◆ FRAGEN ZUM MATERIAL:
**A)** Entscheide für jede der folgenden Aussagen, ob sie mit dem Text über den Rechtsruck übereinstimmt, und belege jede Antwort mit den entscheidenden Worten des Textes als wörtlichem Zitat.
(i) Die AfD liegt in Umfragen seit Monaten konstant bei weit über zehn Prozent.
(ii) Der Aufstieg der AfD wird als stoßartig und plötzlich beschrieben.
(iii) Die AfD wird voraussichtlich im September in den Landtag von Sachsen einziehen.
**B)** Gib den Abschnitt des Textes über den Rechtsruck wieder, der mit den Worten „Doch so stoßartig“ beginnt und nach „jahrelang bestellt haben.“ endet, und tausche darin „jahrelang“ gegen „seit Langem“ aus.

◆ VORLIEGENDER TEXT:
Rechtsruck oder Polarisierung? Den Aufstieg der Rechten auf einen Begriff zu bringen, ist gar nicht so einfach

Für viele besteht kein Zweifel: Wir erleben einen deutlichen Rechtsruck. Kaum ein Artikel, kaum eine Rede, kaum ein Kneipengespräch kommt gerade ohne diese Vokabel aus. Und ja – vieles spricht für einen Rechtsruck: Die AfD steht seit Monaten in Umfragen konstant bei weit über zehn Prozent und wird aller Voraussicht nach im September in den Landtag von Mecklenburg-Vorpommern sowie ins Berliner Abgeordnetenhaus einziehen – und auch auf der Straße sind Rechte präsenter. Doch so richtig mag die Diagnose nicht stimmen. Ein Ruck beschreibt gemeinhin eine abrupte, stoßartig einsetzende Bewegung.

Doch so stoßartig und plötzlich sind der Aufstieg der AfD, die rechten Straßenmobilisierungserfolge und das offensive Auftreten der Rechten im Internet nicht. Denken wir an die vergangenen Jahre zurück, an die Debatten, ob der Islam zu Deutschland gehört, ob »Leistungsverweigerern« die staatliche Unterstützung entzogen werden sollte, ob Frauen sich doch lieber auf ihre »Mutterrolle« konzentrieren müssten, dann wird deutlich: Die Rechten können jetzt das Feld abernten, das die Sarrazins, Sloterdijks und Hermans jahrelang bestellt haben.

◆ DATENAUSZÜGE:

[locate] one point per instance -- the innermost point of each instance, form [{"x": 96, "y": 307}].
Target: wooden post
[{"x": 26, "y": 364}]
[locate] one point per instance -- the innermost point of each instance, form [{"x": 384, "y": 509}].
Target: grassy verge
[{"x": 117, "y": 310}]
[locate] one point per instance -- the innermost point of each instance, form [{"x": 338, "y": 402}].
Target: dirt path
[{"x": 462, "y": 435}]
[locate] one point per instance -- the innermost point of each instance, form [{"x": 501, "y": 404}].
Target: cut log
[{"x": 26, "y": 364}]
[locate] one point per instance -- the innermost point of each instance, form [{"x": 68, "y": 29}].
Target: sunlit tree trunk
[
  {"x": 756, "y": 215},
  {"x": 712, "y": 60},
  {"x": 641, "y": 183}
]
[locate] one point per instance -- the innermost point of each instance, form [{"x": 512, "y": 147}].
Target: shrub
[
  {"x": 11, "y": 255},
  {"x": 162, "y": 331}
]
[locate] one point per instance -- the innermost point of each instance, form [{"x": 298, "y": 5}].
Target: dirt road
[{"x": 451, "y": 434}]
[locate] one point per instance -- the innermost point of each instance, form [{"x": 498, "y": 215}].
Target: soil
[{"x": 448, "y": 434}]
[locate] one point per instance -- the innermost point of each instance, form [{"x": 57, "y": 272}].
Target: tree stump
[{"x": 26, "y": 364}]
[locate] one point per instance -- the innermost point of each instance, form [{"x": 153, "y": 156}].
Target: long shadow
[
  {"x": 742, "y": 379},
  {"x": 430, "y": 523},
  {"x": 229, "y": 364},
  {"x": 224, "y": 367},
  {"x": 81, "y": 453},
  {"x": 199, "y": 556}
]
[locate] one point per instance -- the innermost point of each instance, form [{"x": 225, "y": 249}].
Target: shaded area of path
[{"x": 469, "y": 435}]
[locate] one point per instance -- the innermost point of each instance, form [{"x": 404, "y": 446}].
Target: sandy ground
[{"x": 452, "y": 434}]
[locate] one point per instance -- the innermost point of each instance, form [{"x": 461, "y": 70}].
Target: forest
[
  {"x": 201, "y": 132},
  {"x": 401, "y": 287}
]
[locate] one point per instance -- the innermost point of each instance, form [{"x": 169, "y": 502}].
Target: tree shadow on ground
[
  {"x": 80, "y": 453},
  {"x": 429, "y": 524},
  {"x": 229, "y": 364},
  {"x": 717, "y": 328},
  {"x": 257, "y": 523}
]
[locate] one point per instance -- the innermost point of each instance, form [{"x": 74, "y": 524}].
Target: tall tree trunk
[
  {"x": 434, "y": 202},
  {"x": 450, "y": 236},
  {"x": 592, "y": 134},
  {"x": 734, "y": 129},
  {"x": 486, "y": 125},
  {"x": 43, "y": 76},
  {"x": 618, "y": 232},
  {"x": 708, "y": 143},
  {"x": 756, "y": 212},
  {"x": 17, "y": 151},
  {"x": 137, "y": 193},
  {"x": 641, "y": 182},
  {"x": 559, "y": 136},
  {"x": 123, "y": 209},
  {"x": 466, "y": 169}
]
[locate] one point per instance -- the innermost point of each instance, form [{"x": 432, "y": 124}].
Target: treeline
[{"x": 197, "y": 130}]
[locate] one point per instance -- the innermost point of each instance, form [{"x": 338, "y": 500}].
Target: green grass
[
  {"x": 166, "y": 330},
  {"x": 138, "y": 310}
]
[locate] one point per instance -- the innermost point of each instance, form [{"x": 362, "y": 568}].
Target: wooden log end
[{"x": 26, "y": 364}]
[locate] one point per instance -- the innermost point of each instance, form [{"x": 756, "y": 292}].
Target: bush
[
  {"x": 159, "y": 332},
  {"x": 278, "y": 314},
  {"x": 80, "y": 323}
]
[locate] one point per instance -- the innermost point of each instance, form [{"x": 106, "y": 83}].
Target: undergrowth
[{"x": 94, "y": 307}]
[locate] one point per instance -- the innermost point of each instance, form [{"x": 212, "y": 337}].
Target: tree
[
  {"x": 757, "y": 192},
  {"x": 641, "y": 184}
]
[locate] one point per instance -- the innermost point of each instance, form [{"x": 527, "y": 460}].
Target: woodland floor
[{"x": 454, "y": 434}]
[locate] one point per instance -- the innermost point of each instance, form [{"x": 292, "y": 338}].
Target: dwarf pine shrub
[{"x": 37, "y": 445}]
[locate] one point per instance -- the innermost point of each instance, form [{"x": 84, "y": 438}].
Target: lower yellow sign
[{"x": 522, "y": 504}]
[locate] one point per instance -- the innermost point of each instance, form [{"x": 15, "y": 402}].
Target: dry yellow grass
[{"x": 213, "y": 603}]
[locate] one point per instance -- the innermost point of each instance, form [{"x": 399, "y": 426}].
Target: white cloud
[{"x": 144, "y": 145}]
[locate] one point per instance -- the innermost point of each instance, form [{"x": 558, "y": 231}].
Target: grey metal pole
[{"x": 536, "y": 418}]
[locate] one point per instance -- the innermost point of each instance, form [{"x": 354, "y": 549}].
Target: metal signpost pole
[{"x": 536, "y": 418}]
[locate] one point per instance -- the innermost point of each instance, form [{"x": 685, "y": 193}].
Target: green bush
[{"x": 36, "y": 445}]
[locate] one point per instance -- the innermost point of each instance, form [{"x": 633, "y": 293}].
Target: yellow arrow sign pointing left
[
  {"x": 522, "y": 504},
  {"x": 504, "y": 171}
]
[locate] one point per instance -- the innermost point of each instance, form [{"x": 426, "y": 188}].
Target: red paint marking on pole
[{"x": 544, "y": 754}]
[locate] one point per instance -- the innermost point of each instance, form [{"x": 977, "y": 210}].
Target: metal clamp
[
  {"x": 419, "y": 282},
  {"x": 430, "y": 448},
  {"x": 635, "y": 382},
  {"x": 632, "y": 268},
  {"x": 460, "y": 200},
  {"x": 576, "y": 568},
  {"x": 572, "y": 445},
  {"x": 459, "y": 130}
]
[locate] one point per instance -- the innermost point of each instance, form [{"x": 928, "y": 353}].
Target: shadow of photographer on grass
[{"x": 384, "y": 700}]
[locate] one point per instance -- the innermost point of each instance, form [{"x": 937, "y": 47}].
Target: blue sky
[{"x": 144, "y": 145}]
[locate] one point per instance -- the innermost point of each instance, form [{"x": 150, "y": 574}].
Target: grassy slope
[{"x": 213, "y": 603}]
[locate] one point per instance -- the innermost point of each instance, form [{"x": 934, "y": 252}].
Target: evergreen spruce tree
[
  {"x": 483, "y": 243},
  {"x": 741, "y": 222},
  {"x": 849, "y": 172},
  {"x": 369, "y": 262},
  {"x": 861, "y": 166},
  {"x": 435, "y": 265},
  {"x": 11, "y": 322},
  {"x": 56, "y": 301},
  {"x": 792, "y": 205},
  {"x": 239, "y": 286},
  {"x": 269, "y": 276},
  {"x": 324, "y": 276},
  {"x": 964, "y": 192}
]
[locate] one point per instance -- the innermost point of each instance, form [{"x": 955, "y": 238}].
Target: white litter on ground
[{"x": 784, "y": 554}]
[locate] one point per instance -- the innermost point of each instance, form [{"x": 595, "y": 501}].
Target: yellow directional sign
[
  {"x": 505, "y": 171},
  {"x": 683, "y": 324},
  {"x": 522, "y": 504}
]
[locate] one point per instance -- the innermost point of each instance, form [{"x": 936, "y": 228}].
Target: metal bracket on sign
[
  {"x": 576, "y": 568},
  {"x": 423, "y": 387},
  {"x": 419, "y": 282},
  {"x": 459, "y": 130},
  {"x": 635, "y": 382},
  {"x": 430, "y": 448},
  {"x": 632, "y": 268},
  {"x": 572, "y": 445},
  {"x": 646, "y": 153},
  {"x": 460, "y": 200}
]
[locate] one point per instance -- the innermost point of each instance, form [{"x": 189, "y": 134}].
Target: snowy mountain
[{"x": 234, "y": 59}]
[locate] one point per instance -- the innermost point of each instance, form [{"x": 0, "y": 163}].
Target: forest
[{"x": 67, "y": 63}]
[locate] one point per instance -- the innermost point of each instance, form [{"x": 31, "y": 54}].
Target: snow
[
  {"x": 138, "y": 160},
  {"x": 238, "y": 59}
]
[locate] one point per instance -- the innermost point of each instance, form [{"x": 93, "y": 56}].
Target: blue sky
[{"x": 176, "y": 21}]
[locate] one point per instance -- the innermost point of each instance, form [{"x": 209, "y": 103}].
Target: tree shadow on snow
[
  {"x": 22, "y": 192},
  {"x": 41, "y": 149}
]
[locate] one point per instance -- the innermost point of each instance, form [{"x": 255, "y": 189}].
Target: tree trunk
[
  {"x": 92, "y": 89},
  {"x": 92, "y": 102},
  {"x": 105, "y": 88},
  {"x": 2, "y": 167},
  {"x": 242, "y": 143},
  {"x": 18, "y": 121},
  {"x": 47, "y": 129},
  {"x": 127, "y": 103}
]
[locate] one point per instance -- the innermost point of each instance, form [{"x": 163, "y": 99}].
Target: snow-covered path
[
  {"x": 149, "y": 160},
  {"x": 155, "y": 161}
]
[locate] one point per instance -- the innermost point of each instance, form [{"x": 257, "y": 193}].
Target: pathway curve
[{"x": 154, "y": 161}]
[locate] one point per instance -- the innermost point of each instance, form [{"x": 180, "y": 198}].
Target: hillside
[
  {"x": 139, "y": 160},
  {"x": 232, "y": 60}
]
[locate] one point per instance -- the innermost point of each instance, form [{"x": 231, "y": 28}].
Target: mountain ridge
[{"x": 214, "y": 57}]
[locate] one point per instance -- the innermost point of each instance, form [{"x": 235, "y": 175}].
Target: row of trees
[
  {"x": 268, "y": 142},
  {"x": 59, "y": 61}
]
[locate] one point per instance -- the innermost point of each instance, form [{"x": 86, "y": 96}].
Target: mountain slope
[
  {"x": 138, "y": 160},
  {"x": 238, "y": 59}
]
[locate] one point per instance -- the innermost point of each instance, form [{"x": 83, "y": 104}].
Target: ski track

◆ ERGEBNISSE DER ÜBUNG:
**A)**
(i) Ja: „Die AfD steht seit Monaten in Umfragen konstant bei weit über zehn Prozent“
(ii) Nein: „Doch so stoßartig und plötzlich sind der Aufstieg der AfD, die rechten Straßenmobilisierungserfolge und das offensive Auftreten der Rechten im Internet nicht.“
(iii) Nein: „im September in den Landtag von Mecklenburg-Vorpommern sowie ins Berliner Abgeordnetenhaus einziehen“

**B)**
Doch so stoßartig und plötzlich sind der Aufstieg der AfD, die rechten Straßenmobilisierungserfolge und das offensive Auftreten der Rechten im Internet nicht. Denken wir an die vergangenen Jahre zurück, an die Debatten, ob der Islam zu Deutschland gehört, ob »Leistungsverweigerern« die staatliche Unterstützung entzogen werden sollte, ob Frauen sich doch lieber auf ihre »Mutterrolle« konzentrieren müssten, dann wird deutlich: Die Rechten können jetzt das Feld abernten, das die Sarrazins, Sloterdijks und Hermans seit Langem bestellt haben.